§ **Required action**:
Copy each line of the records that contains the word "shutter".

§ **Image-grounded pointing data**:
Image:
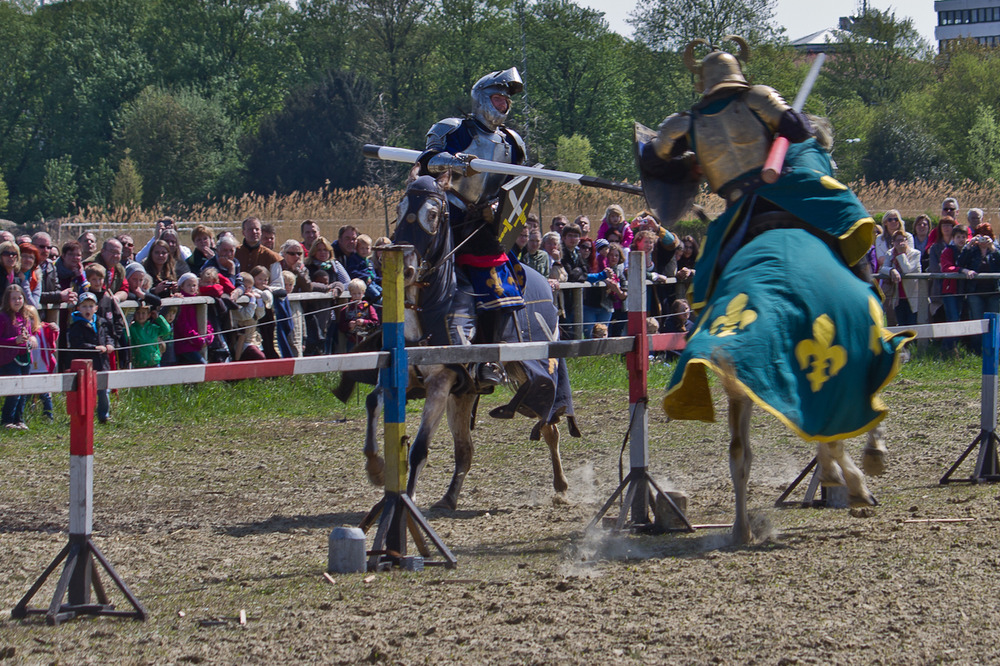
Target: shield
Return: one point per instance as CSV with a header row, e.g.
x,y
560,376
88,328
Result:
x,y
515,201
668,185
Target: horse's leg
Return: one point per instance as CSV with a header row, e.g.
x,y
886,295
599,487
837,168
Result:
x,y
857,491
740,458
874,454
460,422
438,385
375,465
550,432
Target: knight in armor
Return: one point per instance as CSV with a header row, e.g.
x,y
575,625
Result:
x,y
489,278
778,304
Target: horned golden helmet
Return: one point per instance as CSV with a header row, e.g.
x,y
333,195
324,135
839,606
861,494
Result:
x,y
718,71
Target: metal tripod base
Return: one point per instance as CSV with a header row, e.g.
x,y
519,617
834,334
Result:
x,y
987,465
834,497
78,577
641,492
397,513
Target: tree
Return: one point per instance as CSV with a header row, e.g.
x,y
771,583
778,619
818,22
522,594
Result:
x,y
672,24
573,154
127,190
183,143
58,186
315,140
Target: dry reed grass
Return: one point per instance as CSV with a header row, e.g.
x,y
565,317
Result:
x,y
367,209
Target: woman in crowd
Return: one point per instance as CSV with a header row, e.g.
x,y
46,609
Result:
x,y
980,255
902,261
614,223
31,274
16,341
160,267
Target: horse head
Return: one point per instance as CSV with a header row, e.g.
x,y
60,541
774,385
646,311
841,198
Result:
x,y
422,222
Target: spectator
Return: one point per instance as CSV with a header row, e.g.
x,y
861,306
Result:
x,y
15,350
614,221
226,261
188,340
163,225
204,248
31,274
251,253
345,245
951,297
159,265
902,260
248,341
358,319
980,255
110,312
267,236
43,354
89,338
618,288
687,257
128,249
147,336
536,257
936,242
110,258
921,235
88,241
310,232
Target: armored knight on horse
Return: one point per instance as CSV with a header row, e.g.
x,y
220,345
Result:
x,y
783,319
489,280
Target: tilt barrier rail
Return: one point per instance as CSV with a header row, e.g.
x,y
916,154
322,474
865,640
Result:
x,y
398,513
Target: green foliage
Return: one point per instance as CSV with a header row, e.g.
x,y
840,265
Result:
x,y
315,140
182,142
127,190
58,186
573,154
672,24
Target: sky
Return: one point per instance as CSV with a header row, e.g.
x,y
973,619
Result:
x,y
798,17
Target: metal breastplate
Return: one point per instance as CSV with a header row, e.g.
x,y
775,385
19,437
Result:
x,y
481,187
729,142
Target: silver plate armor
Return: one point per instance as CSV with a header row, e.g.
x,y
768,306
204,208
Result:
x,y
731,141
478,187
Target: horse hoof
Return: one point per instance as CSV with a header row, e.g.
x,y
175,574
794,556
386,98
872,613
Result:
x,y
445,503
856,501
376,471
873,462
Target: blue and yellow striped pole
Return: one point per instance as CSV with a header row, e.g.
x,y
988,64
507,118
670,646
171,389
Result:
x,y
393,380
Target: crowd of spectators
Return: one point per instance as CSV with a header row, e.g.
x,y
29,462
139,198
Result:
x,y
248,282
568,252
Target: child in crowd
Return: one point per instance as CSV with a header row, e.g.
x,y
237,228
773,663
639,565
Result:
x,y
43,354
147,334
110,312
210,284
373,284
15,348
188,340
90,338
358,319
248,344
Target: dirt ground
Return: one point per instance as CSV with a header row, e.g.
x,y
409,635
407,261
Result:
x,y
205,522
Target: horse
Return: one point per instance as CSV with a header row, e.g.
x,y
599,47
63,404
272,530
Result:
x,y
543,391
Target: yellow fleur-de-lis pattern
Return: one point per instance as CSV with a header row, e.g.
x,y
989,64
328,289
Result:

==

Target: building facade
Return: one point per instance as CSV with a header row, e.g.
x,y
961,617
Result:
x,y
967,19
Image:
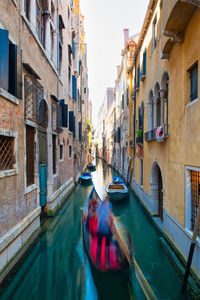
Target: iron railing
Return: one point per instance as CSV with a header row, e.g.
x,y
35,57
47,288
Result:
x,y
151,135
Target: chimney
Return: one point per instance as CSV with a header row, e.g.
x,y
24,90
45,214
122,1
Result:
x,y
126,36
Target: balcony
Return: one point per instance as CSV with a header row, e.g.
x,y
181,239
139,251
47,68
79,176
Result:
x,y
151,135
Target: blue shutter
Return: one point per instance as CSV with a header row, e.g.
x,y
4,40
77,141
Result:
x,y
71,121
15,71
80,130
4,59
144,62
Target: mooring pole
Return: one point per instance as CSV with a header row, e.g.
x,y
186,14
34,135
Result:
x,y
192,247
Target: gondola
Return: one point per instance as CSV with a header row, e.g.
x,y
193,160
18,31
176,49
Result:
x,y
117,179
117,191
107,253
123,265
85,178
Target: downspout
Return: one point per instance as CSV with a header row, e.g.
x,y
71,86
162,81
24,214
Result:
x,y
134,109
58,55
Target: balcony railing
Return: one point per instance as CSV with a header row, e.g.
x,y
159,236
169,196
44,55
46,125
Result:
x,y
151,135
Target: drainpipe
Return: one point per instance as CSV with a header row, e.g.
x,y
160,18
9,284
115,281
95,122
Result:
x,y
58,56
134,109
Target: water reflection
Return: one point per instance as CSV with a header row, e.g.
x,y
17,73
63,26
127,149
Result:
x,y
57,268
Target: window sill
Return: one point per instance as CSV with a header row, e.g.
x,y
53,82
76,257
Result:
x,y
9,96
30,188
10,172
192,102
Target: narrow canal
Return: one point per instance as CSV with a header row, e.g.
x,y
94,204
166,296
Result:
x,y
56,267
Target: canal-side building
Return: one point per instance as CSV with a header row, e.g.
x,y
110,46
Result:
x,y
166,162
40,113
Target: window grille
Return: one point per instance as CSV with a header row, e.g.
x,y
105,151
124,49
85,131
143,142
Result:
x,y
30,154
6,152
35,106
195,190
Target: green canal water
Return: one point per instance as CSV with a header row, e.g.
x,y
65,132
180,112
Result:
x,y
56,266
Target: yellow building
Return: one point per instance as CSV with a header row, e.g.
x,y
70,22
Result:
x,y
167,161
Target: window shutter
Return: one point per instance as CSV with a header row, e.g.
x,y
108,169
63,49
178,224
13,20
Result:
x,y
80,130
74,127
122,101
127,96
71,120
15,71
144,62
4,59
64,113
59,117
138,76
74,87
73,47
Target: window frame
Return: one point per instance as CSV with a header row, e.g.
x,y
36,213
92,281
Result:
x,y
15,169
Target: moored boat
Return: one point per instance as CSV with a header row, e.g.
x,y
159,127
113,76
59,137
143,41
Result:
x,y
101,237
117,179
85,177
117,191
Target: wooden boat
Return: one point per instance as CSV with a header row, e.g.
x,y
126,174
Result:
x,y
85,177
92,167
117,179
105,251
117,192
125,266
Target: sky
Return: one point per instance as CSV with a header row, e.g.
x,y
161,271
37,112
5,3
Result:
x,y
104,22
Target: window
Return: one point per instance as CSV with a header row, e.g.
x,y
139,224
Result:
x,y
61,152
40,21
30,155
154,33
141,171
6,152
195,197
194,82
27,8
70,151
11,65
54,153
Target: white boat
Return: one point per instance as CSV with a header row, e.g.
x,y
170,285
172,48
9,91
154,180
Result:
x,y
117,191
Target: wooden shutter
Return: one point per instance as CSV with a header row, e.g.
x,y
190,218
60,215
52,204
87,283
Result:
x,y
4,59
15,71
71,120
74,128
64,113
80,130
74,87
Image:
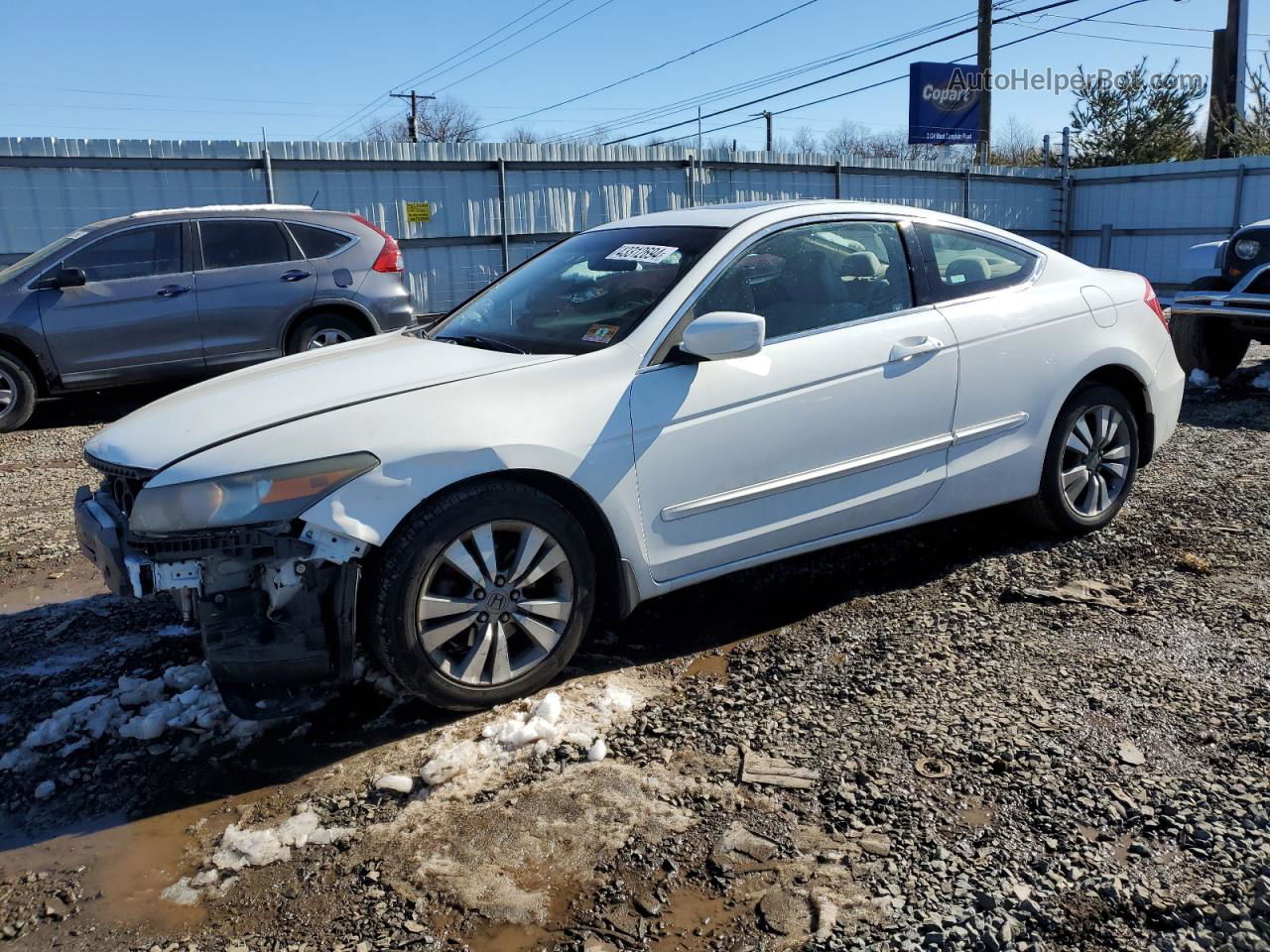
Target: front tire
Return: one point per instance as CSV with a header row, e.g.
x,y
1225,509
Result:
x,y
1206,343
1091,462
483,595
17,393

--

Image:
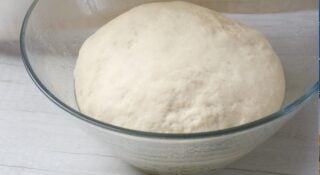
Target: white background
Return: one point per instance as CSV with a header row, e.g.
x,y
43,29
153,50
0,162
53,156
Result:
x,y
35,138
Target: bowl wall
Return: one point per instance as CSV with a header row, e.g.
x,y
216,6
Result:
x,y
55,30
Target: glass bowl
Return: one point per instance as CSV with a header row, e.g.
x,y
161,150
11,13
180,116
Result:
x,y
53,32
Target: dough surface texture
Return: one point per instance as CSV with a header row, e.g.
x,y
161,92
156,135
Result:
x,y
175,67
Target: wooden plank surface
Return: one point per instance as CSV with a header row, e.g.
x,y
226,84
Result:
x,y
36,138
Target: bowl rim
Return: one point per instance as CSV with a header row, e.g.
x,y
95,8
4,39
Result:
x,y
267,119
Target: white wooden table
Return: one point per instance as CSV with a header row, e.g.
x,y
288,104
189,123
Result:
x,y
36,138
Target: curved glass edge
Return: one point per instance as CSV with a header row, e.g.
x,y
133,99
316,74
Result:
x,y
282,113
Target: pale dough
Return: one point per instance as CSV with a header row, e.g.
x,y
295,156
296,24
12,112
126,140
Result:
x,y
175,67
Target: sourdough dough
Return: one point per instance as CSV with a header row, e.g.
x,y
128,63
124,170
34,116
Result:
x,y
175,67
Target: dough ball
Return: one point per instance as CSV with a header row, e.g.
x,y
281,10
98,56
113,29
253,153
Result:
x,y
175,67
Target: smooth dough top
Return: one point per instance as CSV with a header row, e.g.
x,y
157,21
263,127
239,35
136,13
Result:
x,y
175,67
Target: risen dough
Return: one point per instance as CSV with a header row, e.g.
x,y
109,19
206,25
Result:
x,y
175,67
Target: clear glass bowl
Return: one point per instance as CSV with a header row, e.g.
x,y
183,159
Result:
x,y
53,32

§ **Answer to this exercise**:
Target: blue shutter
Target: window shutter
Target: wooden shutter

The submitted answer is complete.